Collection entries:
☆ ☆ ☆ ☆ ☆
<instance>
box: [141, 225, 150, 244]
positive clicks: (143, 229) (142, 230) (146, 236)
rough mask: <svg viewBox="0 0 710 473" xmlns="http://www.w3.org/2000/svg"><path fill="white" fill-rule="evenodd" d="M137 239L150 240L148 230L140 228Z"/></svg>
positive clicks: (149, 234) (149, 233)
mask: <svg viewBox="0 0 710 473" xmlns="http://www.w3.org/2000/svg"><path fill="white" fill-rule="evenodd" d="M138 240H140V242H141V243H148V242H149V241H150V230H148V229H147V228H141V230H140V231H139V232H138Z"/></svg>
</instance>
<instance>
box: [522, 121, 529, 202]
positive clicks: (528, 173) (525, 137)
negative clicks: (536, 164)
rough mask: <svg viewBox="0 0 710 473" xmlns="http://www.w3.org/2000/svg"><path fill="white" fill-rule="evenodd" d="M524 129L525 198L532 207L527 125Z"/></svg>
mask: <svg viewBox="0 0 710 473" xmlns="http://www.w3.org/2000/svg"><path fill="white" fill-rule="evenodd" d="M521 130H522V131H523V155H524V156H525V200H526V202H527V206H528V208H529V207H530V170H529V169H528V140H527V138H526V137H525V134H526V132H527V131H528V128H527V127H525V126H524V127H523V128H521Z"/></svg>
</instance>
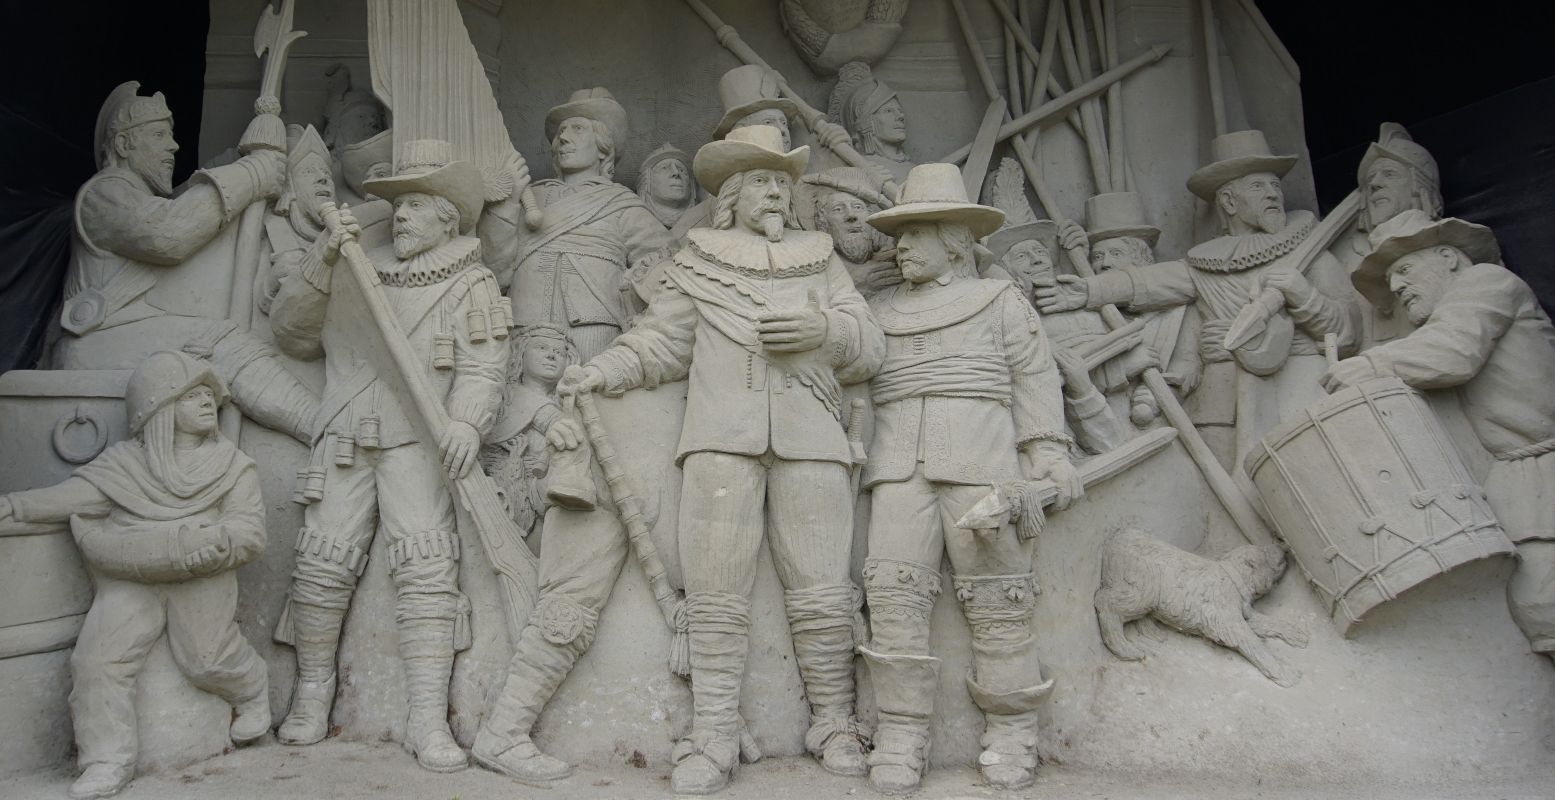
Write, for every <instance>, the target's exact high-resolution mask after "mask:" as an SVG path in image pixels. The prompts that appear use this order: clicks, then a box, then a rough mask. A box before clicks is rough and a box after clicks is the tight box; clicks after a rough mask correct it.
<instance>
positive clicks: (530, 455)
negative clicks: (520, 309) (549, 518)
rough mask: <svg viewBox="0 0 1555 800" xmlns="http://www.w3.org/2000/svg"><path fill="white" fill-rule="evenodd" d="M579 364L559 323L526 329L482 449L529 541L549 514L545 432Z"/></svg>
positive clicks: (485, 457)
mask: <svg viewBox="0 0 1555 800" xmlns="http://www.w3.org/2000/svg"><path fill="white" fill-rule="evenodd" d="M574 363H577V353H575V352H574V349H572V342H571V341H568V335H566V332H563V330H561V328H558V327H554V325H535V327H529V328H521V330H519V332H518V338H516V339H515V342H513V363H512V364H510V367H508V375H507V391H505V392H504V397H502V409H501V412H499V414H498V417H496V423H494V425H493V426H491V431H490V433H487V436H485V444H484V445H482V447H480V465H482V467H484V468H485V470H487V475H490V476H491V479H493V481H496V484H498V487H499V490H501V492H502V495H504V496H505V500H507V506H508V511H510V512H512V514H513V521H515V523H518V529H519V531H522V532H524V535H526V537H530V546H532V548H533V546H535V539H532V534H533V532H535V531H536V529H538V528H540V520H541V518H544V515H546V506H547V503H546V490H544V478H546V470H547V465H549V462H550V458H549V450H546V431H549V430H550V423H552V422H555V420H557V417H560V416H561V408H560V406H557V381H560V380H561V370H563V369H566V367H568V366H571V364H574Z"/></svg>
☆ ☆ ☆ ☆ ☆
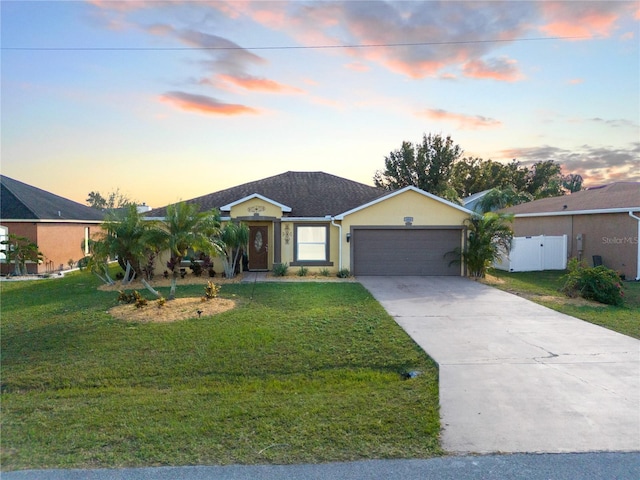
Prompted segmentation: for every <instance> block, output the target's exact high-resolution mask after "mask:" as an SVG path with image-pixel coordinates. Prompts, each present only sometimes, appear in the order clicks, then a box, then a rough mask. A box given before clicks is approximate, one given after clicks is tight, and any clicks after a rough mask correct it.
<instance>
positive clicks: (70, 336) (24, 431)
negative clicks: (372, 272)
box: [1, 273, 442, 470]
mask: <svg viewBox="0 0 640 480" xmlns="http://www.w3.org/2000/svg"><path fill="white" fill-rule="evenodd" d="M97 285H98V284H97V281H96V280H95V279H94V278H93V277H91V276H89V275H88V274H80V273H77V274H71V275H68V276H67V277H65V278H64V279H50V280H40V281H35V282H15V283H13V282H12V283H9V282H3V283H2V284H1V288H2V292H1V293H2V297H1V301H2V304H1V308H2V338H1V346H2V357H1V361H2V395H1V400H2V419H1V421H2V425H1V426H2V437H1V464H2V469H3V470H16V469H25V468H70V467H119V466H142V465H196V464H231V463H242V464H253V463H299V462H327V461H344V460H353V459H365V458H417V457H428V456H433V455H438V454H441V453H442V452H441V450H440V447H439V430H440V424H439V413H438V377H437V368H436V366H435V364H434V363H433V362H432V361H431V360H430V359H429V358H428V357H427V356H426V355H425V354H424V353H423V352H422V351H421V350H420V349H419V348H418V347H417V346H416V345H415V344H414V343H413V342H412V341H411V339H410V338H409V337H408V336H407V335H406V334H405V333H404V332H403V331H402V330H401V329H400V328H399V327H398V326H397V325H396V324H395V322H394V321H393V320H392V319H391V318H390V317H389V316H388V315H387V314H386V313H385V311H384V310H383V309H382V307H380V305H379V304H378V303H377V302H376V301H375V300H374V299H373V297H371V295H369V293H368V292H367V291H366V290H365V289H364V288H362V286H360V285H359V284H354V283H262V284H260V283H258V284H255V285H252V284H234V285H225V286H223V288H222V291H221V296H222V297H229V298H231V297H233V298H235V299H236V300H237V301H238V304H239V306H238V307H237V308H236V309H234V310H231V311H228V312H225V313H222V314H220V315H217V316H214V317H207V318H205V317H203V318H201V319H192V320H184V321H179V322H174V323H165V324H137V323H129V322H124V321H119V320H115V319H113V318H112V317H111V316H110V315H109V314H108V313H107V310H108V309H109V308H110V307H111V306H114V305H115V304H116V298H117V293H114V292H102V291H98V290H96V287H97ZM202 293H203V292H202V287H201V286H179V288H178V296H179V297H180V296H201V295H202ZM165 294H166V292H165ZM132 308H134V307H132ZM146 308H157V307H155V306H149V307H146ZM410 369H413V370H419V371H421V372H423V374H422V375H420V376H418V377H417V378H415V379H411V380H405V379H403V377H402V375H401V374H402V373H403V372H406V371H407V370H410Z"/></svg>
☆ ☆ ☆ ☆ ☆
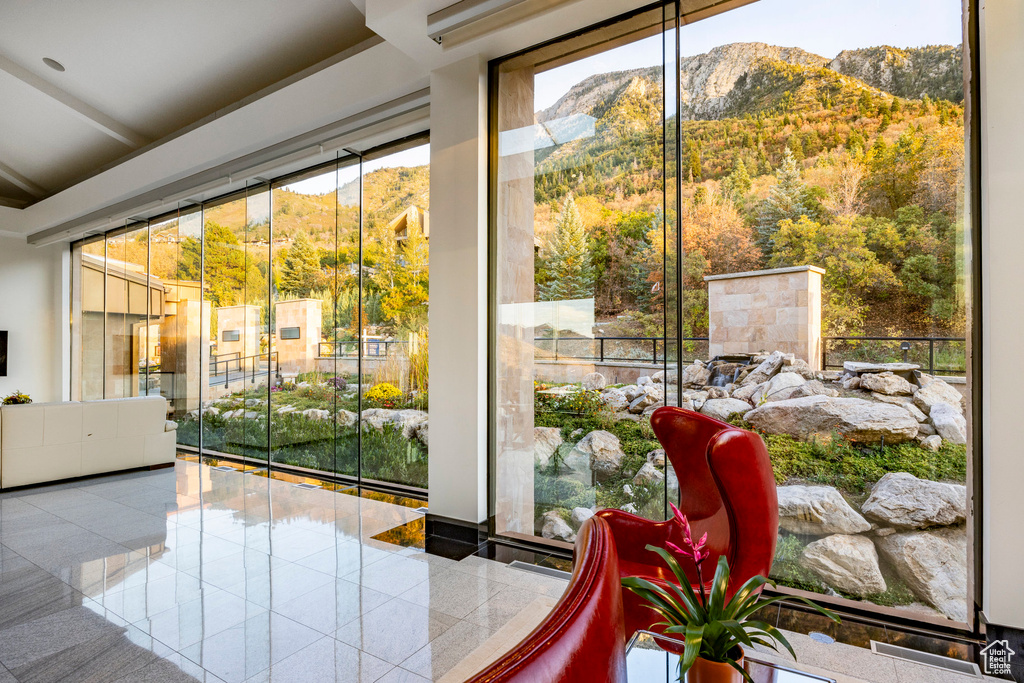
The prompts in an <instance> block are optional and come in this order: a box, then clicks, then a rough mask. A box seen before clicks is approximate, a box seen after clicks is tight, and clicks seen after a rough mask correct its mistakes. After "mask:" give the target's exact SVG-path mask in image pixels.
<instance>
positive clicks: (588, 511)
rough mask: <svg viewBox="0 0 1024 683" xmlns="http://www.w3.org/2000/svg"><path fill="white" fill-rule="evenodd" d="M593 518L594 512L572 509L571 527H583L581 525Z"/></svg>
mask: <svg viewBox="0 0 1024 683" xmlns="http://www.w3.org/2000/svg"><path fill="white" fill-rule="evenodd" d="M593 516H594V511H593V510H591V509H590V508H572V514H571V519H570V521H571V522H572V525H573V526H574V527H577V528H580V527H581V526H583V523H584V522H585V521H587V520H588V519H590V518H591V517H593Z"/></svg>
☆ ☆ ☆ ☆ ☆
**What you have to do**
Recast the lines as a JSON list of strings, one per line, with blank lines omitted. Start at the line with "The prompts in" and continue up to and including the line with "518L594 512L572 509L571".

**Expected answer**
[
  "The prompts in an <instance> block are optional and come in this order: a box, then clicks, then a rough mask. A box seen before clicks is approximate, a box seen after clicks is tight, and clicks seen after a rough mask correct its mistakes. After \"mask:\" give the target's exact SVG-path mask in image pixels.",
  "<instance>",
  "positive clicks: (588, 511)",
  "rough mask: <svg viewBox=\"0 0 1024 683\" xmlns=\"http://www.w3.org/2000/svg\"><path fill=\"white\" fill-rule=\"evenodd\" d=\"M593 518L594 512L572 509L571 527H583L581 525Z\"/></svg>"
]